Copy the data word for word, keeping every line.

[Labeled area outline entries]
+ + + + +

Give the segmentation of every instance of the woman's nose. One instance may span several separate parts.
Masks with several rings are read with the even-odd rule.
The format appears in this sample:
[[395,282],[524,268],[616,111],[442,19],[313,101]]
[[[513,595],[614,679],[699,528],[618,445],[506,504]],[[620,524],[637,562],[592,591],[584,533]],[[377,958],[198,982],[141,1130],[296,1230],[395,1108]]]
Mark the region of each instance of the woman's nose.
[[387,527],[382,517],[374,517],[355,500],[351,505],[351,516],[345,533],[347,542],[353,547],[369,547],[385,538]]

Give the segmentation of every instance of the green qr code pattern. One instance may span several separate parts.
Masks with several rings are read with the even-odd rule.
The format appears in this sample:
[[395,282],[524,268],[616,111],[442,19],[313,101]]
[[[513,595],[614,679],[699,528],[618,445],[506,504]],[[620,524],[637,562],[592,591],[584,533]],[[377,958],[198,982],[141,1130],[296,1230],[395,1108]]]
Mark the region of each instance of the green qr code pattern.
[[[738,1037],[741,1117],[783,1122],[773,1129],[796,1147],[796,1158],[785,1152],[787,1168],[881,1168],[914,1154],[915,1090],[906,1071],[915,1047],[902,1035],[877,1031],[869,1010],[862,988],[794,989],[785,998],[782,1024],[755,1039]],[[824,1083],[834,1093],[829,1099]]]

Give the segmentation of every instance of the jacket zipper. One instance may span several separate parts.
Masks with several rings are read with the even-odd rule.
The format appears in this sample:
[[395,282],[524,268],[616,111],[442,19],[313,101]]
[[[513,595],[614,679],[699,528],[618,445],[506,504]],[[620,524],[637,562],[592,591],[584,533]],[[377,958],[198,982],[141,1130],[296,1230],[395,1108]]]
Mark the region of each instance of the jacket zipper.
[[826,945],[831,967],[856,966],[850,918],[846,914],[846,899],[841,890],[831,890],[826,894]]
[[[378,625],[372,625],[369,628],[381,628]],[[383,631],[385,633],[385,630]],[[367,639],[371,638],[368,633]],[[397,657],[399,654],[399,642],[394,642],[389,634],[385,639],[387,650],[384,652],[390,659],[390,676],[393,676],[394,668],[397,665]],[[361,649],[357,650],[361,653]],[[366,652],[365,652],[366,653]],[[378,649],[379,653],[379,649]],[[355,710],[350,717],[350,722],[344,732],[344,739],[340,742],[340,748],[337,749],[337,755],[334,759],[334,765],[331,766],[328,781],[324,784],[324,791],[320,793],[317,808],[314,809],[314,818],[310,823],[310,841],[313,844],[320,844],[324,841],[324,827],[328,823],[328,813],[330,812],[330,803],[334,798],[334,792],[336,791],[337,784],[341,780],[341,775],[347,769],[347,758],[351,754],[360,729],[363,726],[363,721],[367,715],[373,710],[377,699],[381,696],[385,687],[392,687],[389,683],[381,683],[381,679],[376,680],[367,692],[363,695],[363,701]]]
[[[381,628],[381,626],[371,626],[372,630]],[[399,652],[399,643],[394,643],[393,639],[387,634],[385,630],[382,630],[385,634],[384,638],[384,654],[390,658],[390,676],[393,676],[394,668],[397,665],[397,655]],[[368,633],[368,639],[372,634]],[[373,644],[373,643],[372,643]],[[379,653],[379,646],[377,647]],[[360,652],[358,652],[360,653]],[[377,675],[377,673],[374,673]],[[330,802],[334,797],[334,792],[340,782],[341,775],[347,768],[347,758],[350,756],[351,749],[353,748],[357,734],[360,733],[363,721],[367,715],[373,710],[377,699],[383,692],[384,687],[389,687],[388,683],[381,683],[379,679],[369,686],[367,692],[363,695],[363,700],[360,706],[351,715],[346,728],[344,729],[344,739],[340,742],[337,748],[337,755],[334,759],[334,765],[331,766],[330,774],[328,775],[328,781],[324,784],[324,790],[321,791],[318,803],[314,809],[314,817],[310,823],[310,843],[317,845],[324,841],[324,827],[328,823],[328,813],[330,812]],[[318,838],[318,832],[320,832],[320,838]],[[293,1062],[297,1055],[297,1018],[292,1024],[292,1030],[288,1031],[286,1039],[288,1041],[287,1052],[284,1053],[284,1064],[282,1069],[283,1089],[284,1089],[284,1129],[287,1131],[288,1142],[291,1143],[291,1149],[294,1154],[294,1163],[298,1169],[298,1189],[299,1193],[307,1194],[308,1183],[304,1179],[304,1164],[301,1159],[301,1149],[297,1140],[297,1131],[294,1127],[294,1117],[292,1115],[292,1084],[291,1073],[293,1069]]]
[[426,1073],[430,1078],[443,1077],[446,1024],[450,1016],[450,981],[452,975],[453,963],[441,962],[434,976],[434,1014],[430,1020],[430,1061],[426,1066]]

+ + + + +

* _SOLUTION_:
Give the segmentation of every instance of the woman's nose. One instance may span several separate parts.
Masks with several rings are read with the even-odd rule.
The format appears in this sample:
[[395,282],[524,268],[616,111],[442,19],[313,101]]
[[[513,595],[614,679],[699,528],[618,445],[506,504]],[[620,524],[637,562],[592,591],[584,533]],[[377,958],[198,982],[141,1130],[296,1230],[395,1108]]]
Mark the region of each instance of the woman's nose.
[[387,527],[382,517],[374,517],[355,500],[351,505],[351,516],[345,533],[347,542],[353,547],[369,547],[385,538]]

Give the segmentation of every instance of the green qr code pattern. One instance may span several separate parts.
Masks with several rings are read with the even-odd rule.
The format appears in this sample:
[[395,282],[524,268],[616,111],[442,19],[313,101]]
[[[513,595],[614,679],[699,528],[618,445],[506,504]],[[620,524],[637,562],[592,591],[584,533]],[[377,958],[198,982],[141,1130],[296,1230],[395,1108]]]
Mark the region of each instance of the green qr code pattern.
[[[738,1037],[741,1117],[783,1122],[773,1129],[796,1147],[796,1158],[785,1152],[787,1168],[881,1168],[914,1154],[915,1090],[906,1071],[915,1047],[902,1035],[877,1031],[869,1010],[862,988],[794,989],[785,998],[782,1024],[755,1039]],[[824,1083],[834,1093],[829,1099]]]

Give the segmentation of every instance of the jacket zipper. One instance may span several separate parts.
Masks with several rings are read with the even-odd rule.
The format appears in this sample:
[[395,282],[524,268],[616,111],[442,19],[313,101]]
[[[513,595],[614,679],[699,528],[618,445],[506,504]],[[620,524],[637,562],[592,591],[584,533]],[[377,958],[198,982],[141,1130],[296,1230],[395,1108]]]
Mark the region of each instance of the jacket zipper.
[[826,945],[831,967],[856,966],[850,918],[846,914],[846,899],[841,890],[831,890],[826,894]]
[[[378,625],[372,625],[369,628],[381,628]],[[383,631],[385,633],[385,630]],[[367,639],[371,638],[368,633]],[[397,657],[399,654],[399,642],[394,642],[389,634],[385,639],[387,650],[384,652],[390,659],[390,676],[393,676],[394,668],[397,665]],[[361,649],[357,650],[361,653]],[[366,652],[365,652],[366,653]],[[378,649],[379,653],[379,649]],[[355,710],[350,717],[350,722],[344,732],[344,739],[340,742],[340,748],[337,749],[337,755],[334,759],[334,765],[331,766],[328,781],[324,784],[324,791],[320,793],[317,808],[314,809],[314,818],[310,823],[310,841],[313,844],[320,844],[324,841],[324,827],[328,823],[328,813],[330,812],[330,803],[334,798],[334,792],[336,791],[337,784],[341,780],[341,775],[347,769],[347,758],[351,754],[360,729],[363,726],[363,721],[367,715],[373,710],[377,699],[381,696],[385,687],[392,687],[389,683],[381,683],[381,679],[376,680],[367,692],[363,695],[363,701]]]
[[[381,628],[381,626],[371,626],[372,630]],[[399,652],[399,643],[394,643],[393,639],[387,634],[385,630],[382,630],[385,634],[384,638],[384,654],[390,658],[390,676],[393,676],[394,668],[397,665],[397,655]],[[368,633],[368,639],[372,634]],[[373,644],[373,643],[372,643]],[[379,653],[379,646],[377,647]],[[360,652],[358,652],[360,653]],[[377,675],[377,673],[374,673]],[[330,802],[334,797],[334,792],[340,782],[341,775],[347,768],[347,758],[350,756],[351,749],[353,748],[357,734],[360,733],[363,721],[367,715],[373,710],[377,699],[383,692],[384,687],[389,687],[388,683],[381,683],[379,679],[369,686],[367,692],[363,695],[363,700],[360,706],[351,715],[346,728],[344,729],[344,739],[340,742],[337,748],[337,755],[334,759],[334,765],[331,766],[330,774],[328,775],[328,781],[324,784],[324,790],[321,791],[318,803],[314,809],[314,817],[310,823],[310,843],[317,845],[324,841],[324,827],[328,823],[328,813],[330,812]],[[318,838],[318,832],[320,832],[320,838]],[[293,1062],[297,1055],[297,1018],[292,1024],[292,1030],[288,1031],[286,1039],[288,1041],[287,1052],[284,1053],[284,1064],[282,1069],[283,1089],[284,1089],[284,1129],[287,1131],[288,1142],[291,1143],[291,1149],[294,1154],[294,1163],[298,1169],[298,1189],[299,1193],[307,1194],[308,1183],[304,1179],[304,1164],[301,1159],[301,1149],[297,1140],[297,1131],[294,1127],[294,1117],[292,1115],[292,1084],[291,1073],[293,1069]]]
[[426,1073],[430,1078],[443,1077],[446,1024],[450,1016],[450,981],[452,975],[453,963],[441,962],[434,976],[434,1014],[430,1020],[430,1061],[426,1066]]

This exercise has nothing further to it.